Task statement: All the data that follows should be repeated exactly, without a single picture.

[Provided material — start]

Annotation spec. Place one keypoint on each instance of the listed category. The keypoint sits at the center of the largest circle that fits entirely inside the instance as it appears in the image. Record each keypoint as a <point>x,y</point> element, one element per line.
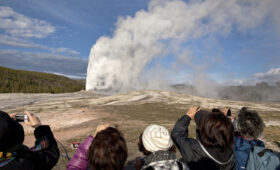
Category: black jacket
<point>193,153</point>
<point>44,159</point>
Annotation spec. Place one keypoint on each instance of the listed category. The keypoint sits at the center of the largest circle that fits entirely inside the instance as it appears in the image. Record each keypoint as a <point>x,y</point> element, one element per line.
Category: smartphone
<point>21,118</point>
<point>75,145</point>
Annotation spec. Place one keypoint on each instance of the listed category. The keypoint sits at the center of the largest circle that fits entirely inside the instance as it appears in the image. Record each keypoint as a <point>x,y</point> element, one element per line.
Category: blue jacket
<point>242,148</point>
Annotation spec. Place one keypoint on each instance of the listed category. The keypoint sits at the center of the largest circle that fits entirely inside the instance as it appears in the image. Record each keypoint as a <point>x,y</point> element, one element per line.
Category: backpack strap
<point>260,154</point>
<point>210,156</point>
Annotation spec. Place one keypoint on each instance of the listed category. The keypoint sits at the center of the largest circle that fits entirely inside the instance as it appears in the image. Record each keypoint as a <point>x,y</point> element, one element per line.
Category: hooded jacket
<point>194,155</point>
<point>44,155</point>
<point>242,148</point>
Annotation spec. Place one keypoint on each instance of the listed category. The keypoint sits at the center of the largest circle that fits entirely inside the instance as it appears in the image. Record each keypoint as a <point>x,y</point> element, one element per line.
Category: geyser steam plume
<point>116,63</point>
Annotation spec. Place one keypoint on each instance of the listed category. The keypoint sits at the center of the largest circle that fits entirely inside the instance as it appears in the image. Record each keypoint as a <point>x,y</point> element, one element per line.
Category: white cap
<point>156,138</point>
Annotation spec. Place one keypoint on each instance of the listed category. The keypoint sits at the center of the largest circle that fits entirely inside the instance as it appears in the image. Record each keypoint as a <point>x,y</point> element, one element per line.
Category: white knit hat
<point>156,138</point>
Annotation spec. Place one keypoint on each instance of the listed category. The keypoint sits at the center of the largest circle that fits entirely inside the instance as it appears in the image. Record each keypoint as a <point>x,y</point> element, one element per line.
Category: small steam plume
<point>119,62</point>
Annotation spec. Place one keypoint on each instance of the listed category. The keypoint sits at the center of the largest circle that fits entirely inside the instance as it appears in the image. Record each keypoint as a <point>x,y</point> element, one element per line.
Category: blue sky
<point>56,36</point>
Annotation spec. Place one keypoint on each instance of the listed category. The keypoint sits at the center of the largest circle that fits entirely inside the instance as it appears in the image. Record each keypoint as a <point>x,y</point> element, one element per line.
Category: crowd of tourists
<point>223,141</point>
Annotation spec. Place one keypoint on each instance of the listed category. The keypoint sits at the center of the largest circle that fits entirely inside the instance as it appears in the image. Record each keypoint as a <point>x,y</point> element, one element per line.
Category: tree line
<point>18,81</point>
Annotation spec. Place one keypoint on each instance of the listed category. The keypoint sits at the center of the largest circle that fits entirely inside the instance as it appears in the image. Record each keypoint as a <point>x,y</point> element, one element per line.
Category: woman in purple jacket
<point>106,151</point>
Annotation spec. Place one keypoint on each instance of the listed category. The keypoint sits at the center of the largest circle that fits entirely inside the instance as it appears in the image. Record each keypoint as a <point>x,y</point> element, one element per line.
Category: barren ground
<point>73,116</point>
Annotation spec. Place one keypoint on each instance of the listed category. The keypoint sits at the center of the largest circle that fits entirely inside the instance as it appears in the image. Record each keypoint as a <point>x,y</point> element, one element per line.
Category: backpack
<point>263,159</point>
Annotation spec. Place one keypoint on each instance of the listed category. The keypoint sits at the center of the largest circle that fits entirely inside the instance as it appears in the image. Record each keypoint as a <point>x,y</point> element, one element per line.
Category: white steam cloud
<point>116,63</point>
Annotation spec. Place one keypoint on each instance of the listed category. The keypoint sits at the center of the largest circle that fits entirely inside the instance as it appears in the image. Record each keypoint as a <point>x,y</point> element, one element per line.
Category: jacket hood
<point>11,133</point>
<point>243,144</point>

[Provided material — finish]

Solution to the exercise:
Annotation spec. Place one keypoint on each instance of the listed category. The keypoint sits at the center of the largest circle that fits entirely inside the instance as it appears in the image. Record each keypoint as a <point>x,y</point> element, one element per line.
Category: black jacket
<point>193,153</point>
<point>44,159</point>
Annotation spec. Place one keypoint on each instance of the listed category. The keypoint sits at the center of the largest circle that fits entirely inside the instance as it appears in the image. Record each keypoint as a <point>x,y</point> element, one element per line.
Category: smartphone
<point>21,118</point>
<point>75,145</point>
Annotation spec. Place one keypoint on each instance of the listed category. The keypoint sits at the center of the largest circle that fits entirely inside the instance as it appears in the image. Record each keypoint as a <point>x,y</point> element, one element per line.
Category: blue jacket
<point>242,148</point>
Annotation spec. Place one keypoint on each instance of the listed category. The keypoint sits at the center of the largest circle that fits entirely inside the instance as it appears in the image. Record each keypoint as a <point>x,y</point> element, one element per line.
Category: backpack strap
<point>260,154</point>
<point>210,156</point>
Annotation spec. Place one keypoint on each instance of the listed category. The keypoint sits at the center of the largest circle that fits entirely inside the instance as it appears in the image. Record each keypoint as a <point>x,y</point> element, one element per line.
Category: hooded jacket
<point>194,155</point>
<point>44,155</point>
<point>242,148</point>
Annotation spec. Place one keypoint on each instance of the listed category. The keypoint sits at the center of the largest circle that fits entirely inside the instance as it appears in the image. Record each keypoint as a <point>x,y</point> element, one element per line.
Category: geyser steam plume
<point>116,63</point>
Annotation spec. Place one keypoint on each instance of the listed category. The keypoint sits at the center of the largest circle that fits entirely inside the instance as it appears in the image. Record each keypoint as a <point>x,y</point> element, one element per line.
Category: white cap
<point>156,138</point>
Annotation spec. Place one keypoint on each instance of the listed category. The keypoint sits at the center of the largest circle that fits entirely inside the instance as it appears in the image. Record each keypoint as a <point>x,y</point> element, one element per line.
Category: white knit hat
<point>156,138</point>
Annotation spec. Place one keypoint on each instance of the listed category. The keypoint sits at the center of the largest circle that fits entirely inside the instance as it appears in the image. Record each keypoint as a <point>x,y</point> element, one element per line.
Category: small steam plume
<point>119,62</point>
Annotation spec. Place one keypoint on each instance of the listed category. The keypoint sits at the center of the largest circle that fits entirely inside the instance as it appears in the image. Record each keypoint as a <point>x,y</point> element, one element per line.
Category: blue sky
<point>56,36</point>
Annotation spec. Place one keypoint on each instance of the listed category. The keypoint sits at the center of the largest circle that fits entirely inside the instance as it appears in the image. Record each keypoint as a <point>x,y</point> element, one element per line.
Category: crowd of tourists
<point>223,141</point>
Annotation spec. Place one keypoint on each instance of the listed category. The keypoint sits at the center of the largest circle that fits entirely inside the instance as it appears in the image. Record each keypoint as a <point>x,y</point> element, one element per line.
Category: tree line
<point>18,81</point>
Annotation spec. Place one keypoint on each instance of the listed category. The keypoint sits at the center of the largest circle that fits entirely inside the instance as it appears in the image. Record each keypoint as a <point>x,y</point> element, one element per line.
Category: woman in purple jacket
<point>106,151</point>
Annotation spec. Place one keypoint on each instance of the listed category. The keypoint sits at the center of the largest circle that fits entirely inside the instance as it appears in the image. Record each keypoint as a <point>x,y</point> element, one element per line.
Category: barren ground
<point>73,116</point>
Annotation spec. Place one keypoint on each instance of the listed category. The keypoint sits at the center of the largest circle that fits entirely inside the instance as it appears in the image. Record each keypoint as a <point>x,y</point> element, one element per line.
Category: backpack
<point>263,159</point>
Annotation spec. Place one keypoint on each instance of the listed category. The keypoint sits at the center of the largest circle that fits entirely inside the instance as it appears in the image. Record each keypoint as a <point>x,y</point> element, one element per line.
Category: white steam cloud
<point>116,63</point>
Annotation spec. Place one keypoint on each instance of the listed category. The keypoint sits at the center of the largest circle that fits entirely inside the instance as it appears in the image. Record each keypoint as a <point>x,y</point> element, one element per line.
Category: jacket hood
<point>11,133</point>
<point>243,144</point>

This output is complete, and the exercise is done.